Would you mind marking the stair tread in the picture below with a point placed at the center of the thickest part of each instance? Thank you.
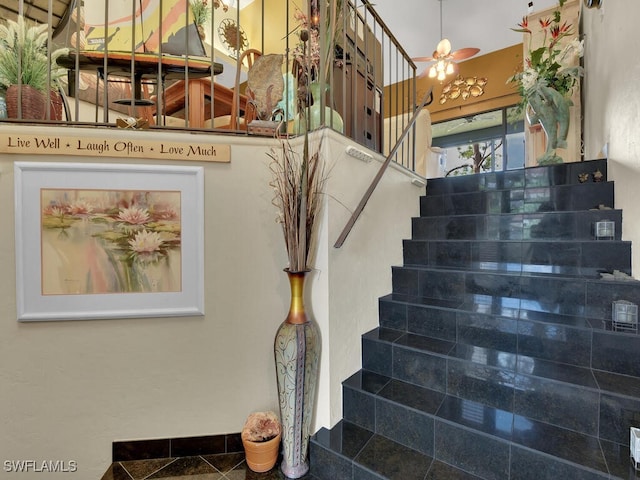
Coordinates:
(381, 455)
(440, 471)
(413, 396)
(510, 363)
(619, 384)
(344, 438)
(367, 381)
(572, 446)
(507, 307)
(474, 415)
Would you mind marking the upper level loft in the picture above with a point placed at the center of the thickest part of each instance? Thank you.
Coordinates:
(210, 65)
(241, 67)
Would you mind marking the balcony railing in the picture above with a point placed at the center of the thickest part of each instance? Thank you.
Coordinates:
(148, 62)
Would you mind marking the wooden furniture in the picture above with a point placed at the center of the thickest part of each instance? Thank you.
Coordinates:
(229, 107)
(201, 92)
(237, 117)
(137, 69)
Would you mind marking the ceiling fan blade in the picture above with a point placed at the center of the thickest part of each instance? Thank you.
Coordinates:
(422, 59)
(464, 53)
(424, 73)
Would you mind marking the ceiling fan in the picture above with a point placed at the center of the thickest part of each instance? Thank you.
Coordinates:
(444, 59)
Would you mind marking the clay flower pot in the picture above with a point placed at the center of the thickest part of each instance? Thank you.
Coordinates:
(262, 456)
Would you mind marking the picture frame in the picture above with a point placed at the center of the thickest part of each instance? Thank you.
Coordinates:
(99, 241)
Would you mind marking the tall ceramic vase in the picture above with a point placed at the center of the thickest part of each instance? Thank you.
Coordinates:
(550, 108)
(297, 354)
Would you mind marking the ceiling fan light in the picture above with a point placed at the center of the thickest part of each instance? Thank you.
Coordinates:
(450, 69)
(444, 47)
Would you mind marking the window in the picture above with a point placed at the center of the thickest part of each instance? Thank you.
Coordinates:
(481, 142)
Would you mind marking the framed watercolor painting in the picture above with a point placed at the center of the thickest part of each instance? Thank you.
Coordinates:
(108, 241)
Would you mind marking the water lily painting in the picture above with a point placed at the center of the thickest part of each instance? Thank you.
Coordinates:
(108, 240)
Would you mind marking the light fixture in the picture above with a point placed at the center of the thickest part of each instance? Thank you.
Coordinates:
(624, 316)
(635, 446)
(445, 60)
(221, 3)
(605, 230)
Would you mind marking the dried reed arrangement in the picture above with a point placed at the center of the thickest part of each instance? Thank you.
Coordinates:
(298, 182)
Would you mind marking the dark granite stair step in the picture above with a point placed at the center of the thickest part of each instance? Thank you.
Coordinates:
(563, 174)
(577, 225)
(560, 442)
(567, 295)
(542, 257)
(561, 198)
(351, 452)
(423, 418)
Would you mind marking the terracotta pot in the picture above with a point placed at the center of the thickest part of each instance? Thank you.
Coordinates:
(262, 456)
(33, 103)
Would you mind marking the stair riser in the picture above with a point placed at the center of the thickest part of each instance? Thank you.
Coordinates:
(560, 226)
(581, 297)
(570, 344)
(486, 458)
(563, 174)
(567, 258)
(549, 199)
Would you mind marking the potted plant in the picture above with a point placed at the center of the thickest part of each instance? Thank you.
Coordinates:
(25, 63)
(201, 15)
(261, 440)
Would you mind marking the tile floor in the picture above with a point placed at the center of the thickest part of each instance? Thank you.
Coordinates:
(229, 466)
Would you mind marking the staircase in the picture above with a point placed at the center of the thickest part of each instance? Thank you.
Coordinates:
(495, 357)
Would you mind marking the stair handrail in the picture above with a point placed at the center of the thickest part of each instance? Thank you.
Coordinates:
(374, 183)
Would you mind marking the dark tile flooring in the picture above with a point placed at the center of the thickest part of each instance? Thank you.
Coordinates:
(229, 466)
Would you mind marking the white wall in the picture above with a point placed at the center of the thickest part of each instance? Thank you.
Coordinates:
(612, 104)
(69, 389)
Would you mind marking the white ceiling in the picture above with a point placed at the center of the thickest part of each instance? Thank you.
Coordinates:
(484, 24)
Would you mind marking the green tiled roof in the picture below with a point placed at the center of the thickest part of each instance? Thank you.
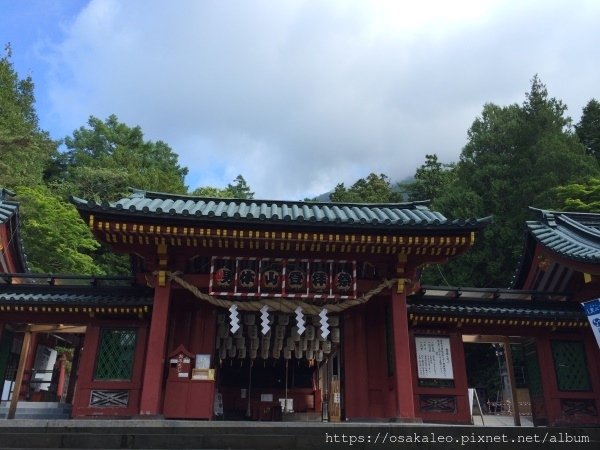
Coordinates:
(538, 311)
(45, 295)
(504, 303)
(9, 216)
(384, 215)
(572, 235)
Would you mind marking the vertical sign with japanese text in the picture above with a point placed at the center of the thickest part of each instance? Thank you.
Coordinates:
(434, 359)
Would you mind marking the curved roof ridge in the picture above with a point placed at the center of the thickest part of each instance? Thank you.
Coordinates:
(137, 193)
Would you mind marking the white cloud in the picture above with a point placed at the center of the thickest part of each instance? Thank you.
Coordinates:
(299, 95)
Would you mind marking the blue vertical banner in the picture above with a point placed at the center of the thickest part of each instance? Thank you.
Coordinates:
(592, 310)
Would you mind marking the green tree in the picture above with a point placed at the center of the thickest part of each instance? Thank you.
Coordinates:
(105, 158)
(588, 128)
(372, 189)
(55, 238)
(25, 150)
(239, 189)
(514, 158)
(580, 197)
(430, 181)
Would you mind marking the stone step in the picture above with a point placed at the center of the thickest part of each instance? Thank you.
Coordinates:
(38, 410)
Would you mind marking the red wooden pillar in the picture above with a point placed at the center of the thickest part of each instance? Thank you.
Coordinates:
(60, 384)
(152, 389)
(356, 393)
(403, 370)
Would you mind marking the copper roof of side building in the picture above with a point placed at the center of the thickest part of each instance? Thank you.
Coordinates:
(572, 235)
(355, 215)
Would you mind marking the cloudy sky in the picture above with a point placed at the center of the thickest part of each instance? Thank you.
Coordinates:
(299, 95)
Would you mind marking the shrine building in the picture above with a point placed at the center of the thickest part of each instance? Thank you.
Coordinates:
(262, 310)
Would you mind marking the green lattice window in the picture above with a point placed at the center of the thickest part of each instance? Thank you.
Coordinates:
(115, 354)
(570, 366)
(532, 367)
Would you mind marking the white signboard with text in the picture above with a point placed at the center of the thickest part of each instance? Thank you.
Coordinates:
(434, 359)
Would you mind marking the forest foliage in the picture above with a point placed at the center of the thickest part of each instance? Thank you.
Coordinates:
(516, 156)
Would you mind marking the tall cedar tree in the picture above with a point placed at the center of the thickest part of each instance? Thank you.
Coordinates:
(54, 237)
(588, 128)
(105, 158)
(514, 158)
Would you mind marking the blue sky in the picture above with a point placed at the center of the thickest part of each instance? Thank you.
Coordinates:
(299, 95)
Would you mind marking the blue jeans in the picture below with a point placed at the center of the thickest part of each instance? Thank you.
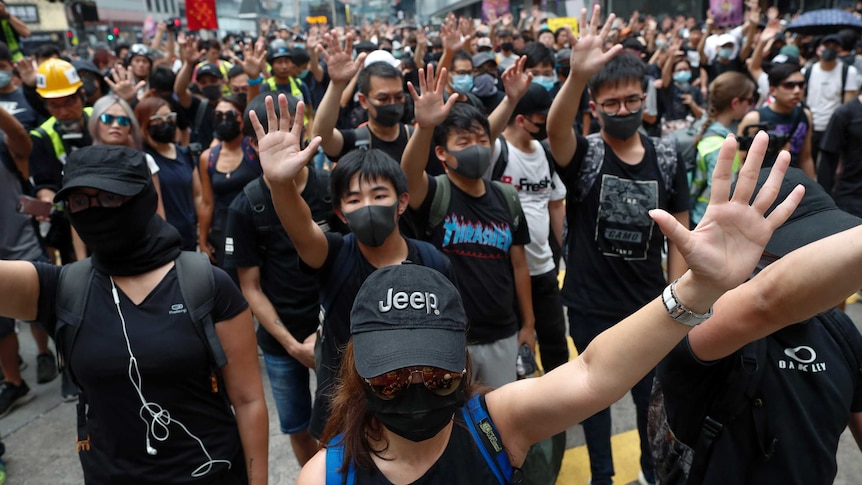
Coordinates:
(597, 428)
(288, 379)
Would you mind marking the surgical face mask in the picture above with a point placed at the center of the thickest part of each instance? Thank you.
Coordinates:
(546, 82)
(462, 83)
(211, 92)
(828, 54)
(473, 161)
(416, 414)
(682, 76)
(388, 115)
(622, 127)
(372, 224)
(163, 132)
(5, 78)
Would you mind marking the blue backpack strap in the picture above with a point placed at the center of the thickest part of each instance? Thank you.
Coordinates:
(487, 439)
(334, 459)
(340, 271)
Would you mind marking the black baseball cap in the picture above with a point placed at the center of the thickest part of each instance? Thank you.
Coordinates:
(117, 169)
(536, 100)
(815, 218)
(407, 315)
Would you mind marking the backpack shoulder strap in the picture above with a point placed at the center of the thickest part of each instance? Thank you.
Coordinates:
(502, 160)
(513, 202)
(440, 203)
(362, 136)
(740, 388)
(197, 285)
(340, 271)
(334, 459)
(592, 165)
(487, 439)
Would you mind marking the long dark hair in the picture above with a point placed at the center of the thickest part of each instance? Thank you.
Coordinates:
(350, 414)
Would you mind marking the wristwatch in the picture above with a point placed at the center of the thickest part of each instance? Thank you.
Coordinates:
(678, 311)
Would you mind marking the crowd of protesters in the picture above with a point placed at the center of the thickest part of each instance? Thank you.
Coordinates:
(499, 153)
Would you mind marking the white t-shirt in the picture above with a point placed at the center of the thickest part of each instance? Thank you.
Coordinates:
(824, 92)
(530, 174)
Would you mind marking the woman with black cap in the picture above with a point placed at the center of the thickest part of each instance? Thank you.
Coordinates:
(155, 398)
(405, 411)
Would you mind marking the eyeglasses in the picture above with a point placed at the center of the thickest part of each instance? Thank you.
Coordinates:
(791, 85)
(633, 104)
(107, 119)
(230, 114)
(165, 118)
(439, 381)
(80, 201)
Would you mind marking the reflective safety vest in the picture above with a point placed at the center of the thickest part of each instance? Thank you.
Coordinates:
(47, 129)
(12, 41)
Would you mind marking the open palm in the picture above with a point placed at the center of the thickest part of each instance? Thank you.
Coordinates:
(279, 144)
(724, 248)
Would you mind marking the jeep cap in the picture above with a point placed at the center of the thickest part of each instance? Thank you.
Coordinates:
(407, 315)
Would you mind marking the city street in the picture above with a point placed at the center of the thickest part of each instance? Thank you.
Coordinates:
(40, 438)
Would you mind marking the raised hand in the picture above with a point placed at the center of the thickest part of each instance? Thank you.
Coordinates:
(587, 49)
(342, 66)
(724, 248)
(516, 82)
(279, 145)
(121, 82)
(429, 108)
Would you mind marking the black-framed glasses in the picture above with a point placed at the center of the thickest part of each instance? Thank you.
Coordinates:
(439, 381)
(167, 117)
(109, 119)
(230, 114)
(632, 103)
(791, 85)
(80, 201)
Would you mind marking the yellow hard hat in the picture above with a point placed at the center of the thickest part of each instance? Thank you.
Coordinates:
(56, 78)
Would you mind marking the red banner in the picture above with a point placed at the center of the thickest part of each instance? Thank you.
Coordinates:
(201, 15)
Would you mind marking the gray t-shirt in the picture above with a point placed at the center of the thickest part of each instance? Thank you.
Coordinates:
(17, 235)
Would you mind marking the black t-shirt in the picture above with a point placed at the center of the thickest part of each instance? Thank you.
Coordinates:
(294, 293)
(336, 327)
(202, 134)
(844, 131)
(808, 390)
(477, 235)
(614, 259)
(174, 374)
(175, 179)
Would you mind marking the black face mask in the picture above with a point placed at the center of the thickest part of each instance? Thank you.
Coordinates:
(416, 414)
(211, 92)
(163, 132)
(112, 233)
(227, 130)
(372, 224)
(389, 115)
(542, 133)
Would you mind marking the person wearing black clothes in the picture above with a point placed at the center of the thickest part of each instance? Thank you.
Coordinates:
(369, 193)
(283, 298)
(145, 371)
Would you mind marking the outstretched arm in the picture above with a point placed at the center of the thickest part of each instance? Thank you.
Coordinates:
(282, 160)
(721, 252)
(588, 56)
(430, 111)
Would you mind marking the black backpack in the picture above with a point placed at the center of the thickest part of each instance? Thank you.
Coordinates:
(197, 286)
(681, 456)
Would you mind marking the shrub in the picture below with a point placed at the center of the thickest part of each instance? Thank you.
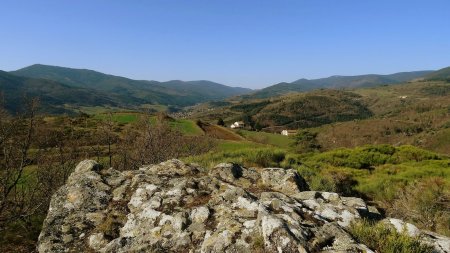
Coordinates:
(425, 203)
(383, 239)
(330, 180)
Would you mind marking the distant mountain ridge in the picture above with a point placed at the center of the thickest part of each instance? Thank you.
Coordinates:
(53, 95)
(440, 75)
(127, 92)
(335, 82)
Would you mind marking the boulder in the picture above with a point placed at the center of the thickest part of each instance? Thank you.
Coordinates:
(177, 207)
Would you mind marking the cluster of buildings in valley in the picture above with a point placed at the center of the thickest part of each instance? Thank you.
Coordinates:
(241, 124)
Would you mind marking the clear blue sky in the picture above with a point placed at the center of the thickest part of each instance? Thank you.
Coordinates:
(240, 43)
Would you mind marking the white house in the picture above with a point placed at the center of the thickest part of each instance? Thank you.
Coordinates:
(288, 132)
(238, 124)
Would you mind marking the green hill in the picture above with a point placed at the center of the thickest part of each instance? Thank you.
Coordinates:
(134, 92)
(335, 82)
(292, 111)
(54, 97)
(439, 75)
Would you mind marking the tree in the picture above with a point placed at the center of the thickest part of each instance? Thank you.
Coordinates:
(305, 141)
(16, 137)
(107, 135)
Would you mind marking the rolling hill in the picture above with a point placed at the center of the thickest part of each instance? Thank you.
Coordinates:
(335, 82)
(292, 111)
(54, 97)
(128, 92)
(439, 75)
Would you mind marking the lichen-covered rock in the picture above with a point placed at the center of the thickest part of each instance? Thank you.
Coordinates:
(175, 207)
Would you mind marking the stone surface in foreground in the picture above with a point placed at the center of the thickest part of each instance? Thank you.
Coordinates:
(174, 207)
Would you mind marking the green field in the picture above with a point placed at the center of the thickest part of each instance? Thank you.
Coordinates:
(186, 126)
(276, 140)
(119, 117)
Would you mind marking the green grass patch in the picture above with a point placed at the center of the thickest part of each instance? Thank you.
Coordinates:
(384, 239)
(277, 140)
(186, 126)
(260, 157)
(120, 117)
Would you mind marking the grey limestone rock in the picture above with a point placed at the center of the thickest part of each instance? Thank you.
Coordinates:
(176, 207)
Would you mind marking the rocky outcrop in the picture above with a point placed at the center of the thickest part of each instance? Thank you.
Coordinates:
(174, 207)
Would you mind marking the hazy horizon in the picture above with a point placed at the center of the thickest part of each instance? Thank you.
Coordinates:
(250, 44)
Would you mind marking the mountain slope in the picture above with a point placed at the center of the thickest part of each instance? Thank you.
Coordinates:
(134, 92)
(439, 75)
(54, 96)
(335, 82)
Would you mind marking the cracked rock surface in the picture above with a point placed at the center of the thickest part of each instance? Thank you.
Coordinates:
(174, 207)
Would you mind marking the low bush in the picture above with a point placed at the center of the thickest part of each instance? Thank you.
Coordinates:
(381, 238)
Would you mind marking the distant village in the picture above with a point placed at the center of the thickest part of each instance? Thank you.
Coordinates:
(241, 125)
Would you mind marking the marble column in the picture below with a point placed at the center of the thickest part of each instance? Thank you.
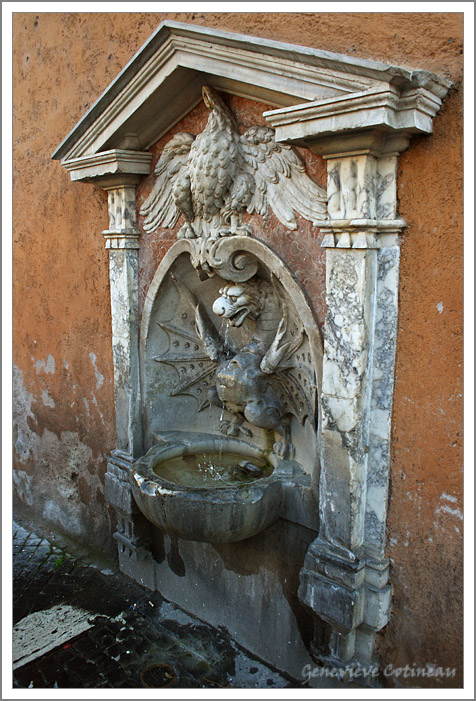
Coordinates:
(122, 241)
(344, 580)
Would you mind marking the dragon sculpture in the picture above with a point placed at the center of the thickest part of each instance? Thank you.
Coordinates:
(265, 382)
(213, 178)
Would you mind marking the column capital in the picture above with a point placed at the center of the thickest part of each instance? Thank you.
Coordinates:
(110, 169)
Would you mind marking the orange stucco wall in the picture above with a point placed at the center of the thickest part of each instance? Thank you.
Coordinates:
(63, 379)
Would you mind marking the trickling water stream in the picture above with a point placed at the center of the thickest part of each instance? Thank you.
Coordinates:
(212, 470)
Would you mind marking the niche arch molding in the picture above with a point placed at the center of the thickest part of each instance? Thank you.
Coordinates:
(359, 115)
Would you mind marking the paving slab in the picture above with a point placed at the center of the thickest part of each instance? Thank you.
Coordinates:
(77, 626)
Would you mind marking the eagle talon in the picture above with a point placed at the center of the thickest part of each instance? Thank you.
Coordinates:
(230, 428)
(283, 450)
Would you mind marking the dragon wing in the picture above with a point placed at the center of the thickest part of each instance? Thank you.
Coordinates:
(160, 207)
(280, 178)
(194, 349)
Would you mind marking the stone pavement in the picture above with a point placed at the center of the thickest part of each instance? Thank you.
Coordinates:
(77, 626)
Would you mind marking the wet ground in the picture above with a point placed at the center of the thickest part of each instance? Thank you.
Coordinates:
(79, 626)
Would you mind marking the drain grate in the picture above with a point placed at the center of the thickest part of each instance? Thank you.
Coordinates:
(157, 675)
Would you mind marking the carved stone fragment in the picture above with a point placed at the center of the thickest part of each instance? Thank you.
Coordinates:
(213, 178)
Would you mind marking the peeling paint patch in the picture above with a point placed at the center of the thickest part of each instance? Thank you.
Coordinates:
(448, 510)
(47, 399)
(99, 377)
(23, 485)
(22, 400)
(48, 367)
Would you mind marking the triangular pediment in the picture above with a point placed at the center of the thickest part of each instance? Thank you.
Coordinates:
(163, 82)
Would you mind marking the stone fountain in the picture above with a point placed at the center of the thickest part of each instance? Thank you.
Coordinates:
(250, 475)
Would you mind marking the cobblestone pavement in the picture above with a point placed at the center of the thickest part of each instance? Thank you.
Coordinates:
(76, 626)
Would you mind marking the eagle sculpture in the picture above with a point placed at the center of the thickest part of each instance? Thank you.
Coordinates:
(213, 178)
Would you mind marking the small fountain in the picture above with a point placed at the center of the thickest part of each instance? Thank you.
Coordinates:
(230, 351)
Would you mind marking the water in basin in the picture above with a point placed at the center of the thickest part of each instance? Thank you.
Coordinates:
(212, 470)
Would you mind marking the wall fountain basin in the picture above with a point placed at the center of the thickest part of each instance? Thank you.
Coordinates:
(208, 488)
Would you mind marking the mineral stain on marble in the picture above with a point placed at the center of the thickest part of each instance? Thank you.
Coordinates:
(99, 376)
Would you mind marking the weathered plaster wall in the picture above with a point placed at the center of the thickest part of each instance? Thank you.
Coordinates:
(64, 411)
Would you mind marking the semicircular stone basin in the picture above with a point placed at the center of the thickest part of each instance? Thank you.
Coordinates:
(207, 488)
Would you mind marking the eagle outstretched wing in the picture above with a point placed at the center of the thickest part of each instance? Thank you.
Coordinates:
(280, 178)
(161, 205)
(296, 390)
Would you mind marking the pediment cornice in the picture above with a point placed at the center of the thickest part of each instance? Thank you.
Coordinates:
(163, 82)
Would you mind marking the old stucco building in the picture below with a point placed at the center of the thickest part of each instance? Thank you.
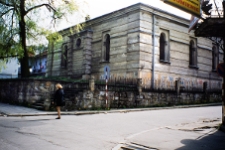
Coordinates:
(138, 41)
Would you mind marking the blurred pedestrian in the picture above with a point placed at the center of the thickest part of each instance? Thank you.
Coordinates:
(58, 99)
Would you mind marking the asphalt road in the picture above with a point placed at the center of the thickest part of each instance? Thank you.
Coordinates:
(183, 128)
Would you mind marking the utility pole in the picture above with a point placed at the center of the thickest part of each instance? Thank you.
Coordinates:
(223, 86)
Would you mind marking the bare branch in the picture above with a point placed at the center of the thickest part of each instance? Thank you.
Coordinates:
(2, 14)
(6, 4)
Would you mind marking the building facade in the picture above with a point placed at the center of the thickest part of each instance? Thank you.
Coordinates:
(138, 41)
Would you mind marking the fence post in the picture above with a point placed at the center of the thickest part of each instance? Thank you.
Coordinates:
(92, 84)
(139, 85)
(205, 91)
(177, 82)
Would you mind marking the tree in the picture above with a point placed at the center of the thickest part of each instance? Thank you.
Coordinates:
(18, 25)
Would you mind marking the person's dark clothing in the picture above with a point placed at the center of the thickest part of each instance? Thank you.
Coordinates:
(59, 97)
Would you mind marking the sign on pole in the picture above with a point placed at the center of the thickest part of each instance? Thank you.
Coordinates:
(190, 6)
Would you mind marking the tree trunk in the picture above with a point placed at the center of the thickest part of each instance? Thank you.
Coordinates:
(22, 25)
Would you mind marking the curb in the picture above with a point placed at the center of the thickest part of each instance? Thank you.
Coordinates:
(105, 111)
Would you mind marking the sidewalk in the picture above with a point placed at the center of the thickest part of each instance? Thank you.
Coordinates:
(163, 138)
(14, 110)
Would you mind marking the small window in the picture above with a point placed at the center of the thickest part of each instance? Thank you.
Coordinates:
(78, 43)
(215, 57)
(106, 48)
(192, 55)
(164, 49)
(64, 56)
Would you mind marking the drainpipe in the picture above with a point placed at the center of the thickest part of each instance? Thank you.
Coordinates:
(153, 51)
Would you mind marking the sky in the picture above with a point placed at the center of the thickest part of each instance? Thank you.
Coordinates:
(101, 7)
(96, 8)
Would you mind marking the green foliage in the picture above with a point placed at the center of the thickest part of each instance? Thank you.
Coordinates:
(13, 31)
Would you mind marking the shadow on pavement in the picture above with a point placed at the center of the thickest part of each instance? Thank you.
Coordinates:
(212, 141)
(35, 120)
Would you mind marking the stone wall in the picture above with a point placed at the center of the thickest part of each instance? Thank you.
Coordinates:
(92, 95)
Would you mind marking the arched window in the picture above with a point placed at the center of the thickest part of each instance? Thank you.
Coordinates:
(164, 48)
(64, 56)
(215, 58)
(193, 54)
(107, 47)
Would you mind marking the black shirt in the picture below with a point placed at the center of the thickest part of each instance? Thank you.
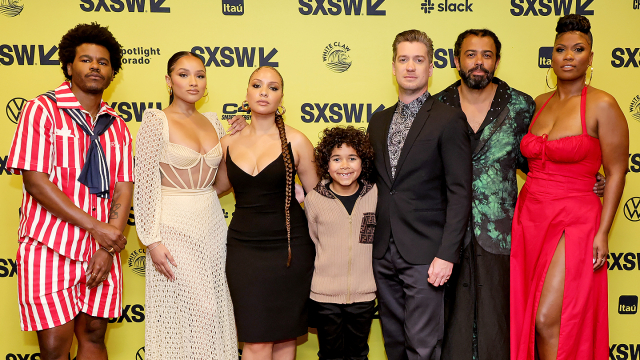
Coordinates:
(451, 97)
(348, 201)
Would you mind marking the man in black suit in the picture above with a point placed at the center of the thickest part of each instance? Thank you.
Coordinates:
(423, 165)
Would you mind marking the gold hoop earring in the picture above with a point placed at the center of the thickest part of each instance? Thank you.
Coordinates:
(590, 77)
(547, 80)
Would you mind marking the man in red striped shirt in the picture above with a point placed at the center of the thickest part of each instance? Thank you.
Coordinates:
(74, 154)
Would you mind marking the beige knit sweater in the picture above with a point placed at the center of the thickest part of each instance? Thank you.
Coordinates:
(343, 272)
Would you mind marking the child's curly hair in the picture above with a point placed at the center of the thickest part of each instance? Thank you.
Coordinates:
(334, 137)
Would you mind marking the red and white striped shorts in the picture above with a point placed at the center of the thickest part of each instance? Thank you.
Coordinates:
(52, 288)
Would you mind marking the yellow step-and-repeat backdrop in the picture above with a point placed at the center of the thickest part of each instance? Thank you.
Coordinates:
(303, 39)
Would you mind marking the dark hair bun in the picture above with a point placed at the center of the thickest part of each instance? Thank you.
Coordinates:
(573, 22)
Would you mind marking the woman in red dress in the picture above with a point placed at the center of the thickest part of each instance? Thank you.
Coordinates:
(560, 227)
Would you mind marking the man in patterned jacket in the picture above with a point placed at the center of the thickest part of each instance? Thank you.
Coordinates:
(477, 295)
(74, 154)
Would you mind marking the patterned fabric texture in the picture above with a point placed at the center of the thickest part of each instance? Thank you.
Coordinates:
(400, 126)
(495, 161)
(191, 317)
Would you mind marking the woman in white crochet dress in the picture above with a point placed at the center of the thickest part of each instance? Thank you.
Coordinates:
(189, 314)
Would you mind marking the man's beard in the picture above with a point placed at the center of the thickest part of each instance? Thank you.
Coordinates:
(476, 82)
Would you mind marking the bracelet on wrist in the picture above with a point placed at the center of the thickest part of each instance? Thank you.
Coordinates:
(108, 252)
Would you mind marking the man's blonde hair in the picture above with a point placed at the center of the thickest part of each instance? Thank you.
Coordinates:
(413, 36)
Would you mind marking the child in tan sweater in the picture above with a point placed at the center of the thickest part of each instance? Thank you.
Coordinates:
(341, 214)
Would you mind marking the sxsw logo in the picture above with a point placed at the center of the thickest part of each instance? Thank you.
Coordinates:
(335, 113)
(337, 7)
(621, 57)
(134, 110)
(624, 352)
(550, 7)
(121, 5)
(7, 268)
(232, 7)
(3, 166)
(229, 110)
(544, 56)
(137, 314)
(634, 163)
(623, 261)
(628, 304)
(228, 56)
(443, 58)
(26, 54)
(631, 209)
(428, 6)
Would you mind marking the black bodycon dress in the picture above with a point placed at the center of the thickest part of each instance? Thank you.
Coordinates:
(269, 298)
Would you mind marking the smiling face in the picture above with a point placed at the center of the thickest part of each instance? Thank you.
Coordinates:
(572, 56)
(91, 70)
(412, 68)
(345, 167)
(188, 79)
(264, 93)
(478, 61)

Your objective
Retype exactly the span of lines from the one with "Would you mind marking the dark hair" through the one with "Would you mind marking the sxsw"; include both ends and omit the rest of the material.

Answer box
Would you mind marking the dark hair bun in the picture above with a point placed at the center of the thickest part of each instance? Thank you.
Coordinates:
(573, 22)
Would you mind marking the woman in red dress in the picture above with a point placed at the center of the thickest part of each instance? Thank you.
Coordinates:
(560, 227)
Would you mind marking the man in patterned jacket in the picture above with a point placed at the center of the thickest part of each instance? Thank you.
Coordinates:
(477, 295)
(74, 154)
Would you mind marking the patterned fabric texture in the picture above with a point placed at the center of the thickest part of each instance? Thank you.
Coordinates:
(400, 126)
(495, 161)
(191, 317)
Would you mind marking the woman in white crochet dress in the picture above with a point placed at the center of the thickest part of each instance? Thank you.
Coordinates:
(189, 314)
Would you mind marking the man's beard in the picture above with a point placed at the center of the thickest part of each instance? Thank you.
Coordinates:
(476, 82)
Would you mind marking the bracelet on wrist in the picture above with a point placed at the center of the thickest part of each instance? Thank you.
Coordinates:
(108, 252)
Would you mind marking the man's blonde hair in the picture above with a point placed at the center of the thickest part of each instance? Thank you.
Coordinates:
(413, 36)
Would you mind marking the child in tan sweater in the picture above with a point placed at the center of the thickest part of each instance? Thank you.
Coordinates:
(341, 214)
Would you mind marking the sxsw logo in the picture above with a point placed at the center of the thickest part of each instance? Thank you.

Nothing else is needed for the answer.